Collected data
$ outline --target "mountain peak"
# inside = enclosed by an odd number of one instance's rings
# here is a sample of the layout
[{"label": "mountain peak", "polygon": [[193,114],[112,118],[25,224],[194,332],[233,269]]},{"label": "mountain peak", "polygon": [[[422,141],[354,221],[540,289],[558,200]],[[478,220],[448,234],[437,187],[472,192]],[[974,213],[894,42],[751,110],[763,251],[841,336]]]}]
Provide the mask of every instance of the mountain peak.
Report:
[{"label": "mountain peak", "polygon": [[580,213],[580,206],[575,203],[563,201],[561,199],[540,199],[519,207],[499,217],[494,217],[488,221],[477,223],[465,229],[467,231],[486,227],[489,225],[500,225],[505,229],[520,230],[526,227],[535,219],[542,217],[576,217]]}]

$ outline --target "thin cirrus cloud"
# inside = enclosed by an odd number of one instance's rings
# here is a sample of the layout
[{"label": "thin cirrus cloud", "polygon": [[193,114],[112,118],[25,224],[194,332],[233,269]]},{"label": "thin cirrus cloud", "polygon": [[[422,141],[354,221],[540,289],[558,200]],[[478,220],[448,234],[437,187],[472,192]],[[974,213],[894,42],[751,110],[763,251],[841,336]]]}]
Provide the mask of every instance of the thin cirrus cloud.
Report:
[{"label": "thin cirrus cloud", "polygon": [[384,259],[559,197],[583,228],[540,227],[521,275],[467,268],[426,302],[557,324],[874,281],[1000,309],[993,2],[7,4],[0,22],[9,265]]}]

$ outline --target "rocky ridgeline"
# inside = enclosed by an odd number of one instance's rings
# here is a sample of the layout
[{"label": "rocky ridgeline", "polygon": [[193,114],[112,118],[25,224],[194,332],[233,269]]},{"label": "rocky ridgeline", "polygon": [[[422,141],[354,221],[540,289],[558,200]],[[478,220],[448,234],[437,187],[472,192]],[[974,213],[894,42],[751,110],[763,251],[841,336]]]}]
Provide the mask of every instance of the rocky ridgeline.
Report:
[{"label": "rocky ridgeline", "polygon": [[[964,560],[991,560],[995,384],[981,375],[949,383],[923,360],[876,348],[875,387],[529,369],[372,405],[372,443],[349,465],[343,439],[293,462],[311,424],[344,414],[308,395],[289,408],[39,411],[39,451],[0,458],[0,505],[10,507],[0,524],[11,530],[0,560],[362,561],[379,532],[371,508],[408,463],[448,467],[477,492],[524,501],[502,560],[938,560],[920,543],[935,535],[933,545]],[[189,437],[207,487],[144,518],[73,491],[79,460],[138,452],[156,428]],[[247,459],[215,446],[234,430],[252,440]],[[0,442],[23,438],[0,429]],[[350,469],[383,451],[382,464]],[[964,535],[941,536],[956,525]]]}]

• **What you will do**
Repeat every line of the records above exactly.

• **Reply to the exercise**
$ outline --target "mountain peak"
# inside = enclosed by an odd number of one instance's rings
# here is a sample of the layout
[{"label": "mountain peak", "polygon": [[193,114],[112,118],[25,224],[194,332],[233,269]]},{"label": "mountain peak", "polygon": [[[422,141],[354,221],[540,289],[558,200]],[[478,220],[448,234],[437,187],[472,192]],[[974,213],[894,42],[751,110],[763,251],[841,336]]]}]
Provide the mask of every instance of the mountain peak.
Report:
[{"label": "mountain peak", "polygon": [[580,213],[580,206],[575,203],[563,201],[561,199],[540,199],[519,207],[499,217],[494,217],[488,221],[477,223],[465,229],[467,231],[486,227],[489,225],[500,225],[505,229],[520,230],[526,227],[535,219],[542,217],[576,217]]}]

$ outline --target "thin cirrus cloud"
# inside = enclosed by an odd number of one instance's rings
# here is a sample of the layout
[{"label": "thin cirrus cloud", "polygon": [[193,114],[112,118],[25,224],[194,332],[233,269]]},{"label": "thin cirrus cloud", "polygon": [[[422,141],[354,221],[540,289],[558,200]],[[478,220],[448,234],[437,187],[472,192]],[[974,213],[894,42],[751,110],[763,251],[841,336]]]}]
Provide the mask of every instance of the thin cirrus cloud.
Report:
[{"label": "thin cirrus cloud", "polygon": [[384,259],[559,197],[583,228],[540,227],[521,275],[467,268],[426,302],[557,324],[874,281],[1000,309],[993,2],[7,4],[0,22],[9,265]]}]

$ outline --target "rocky ridgeline"
# inside = enclosed by an odd number of one instance's rings
# here is a sample of the layout
[{"label": "rocky ridgeline", "polygon": [[193,114],[112,118],[25,224],[194,332],[233,269]]},{"label": "rocky ridgeline", "polygon": [[[422,141],[354,221],[540,289],[558,200]],[[478,220],[448,234],[437,187],[472,192]],[[974,213],[894,42],[751,110],[763,251],[841,336]]]}]
Provide the mask of every instance of the rocky ridgeline.
Report:
[{"label": "rocky ridgeline", "polygon": [[[964,560],[991,560],[995,384],[981,375],[949,383],[923,360],[876,348],[875,387],[529,369],[372,405],[372,443],[349,465],[343,439],[293,462],[311,424],[344,414],[308,395],[289,408],[39,411],[39,451],[0,458],[0,505],[10,507],[0,524],[11,530],[0,560],[362,561],[379,532],[371,508],[408,463],[448,467],[477,492],[524,501],[502,560],[938,560],[920,543],[935,535],[933,545]],[[189,437],[207,487],[144,518],[73,491],[79,460],[138,452],[156,428]],[[247,459],[215,446],[234,430],[252,440]],[[0,442],[23,438],[0,429]],[[350,469],[383,451],[382,464]],[[964,535],[941,536],[956,525]]]}]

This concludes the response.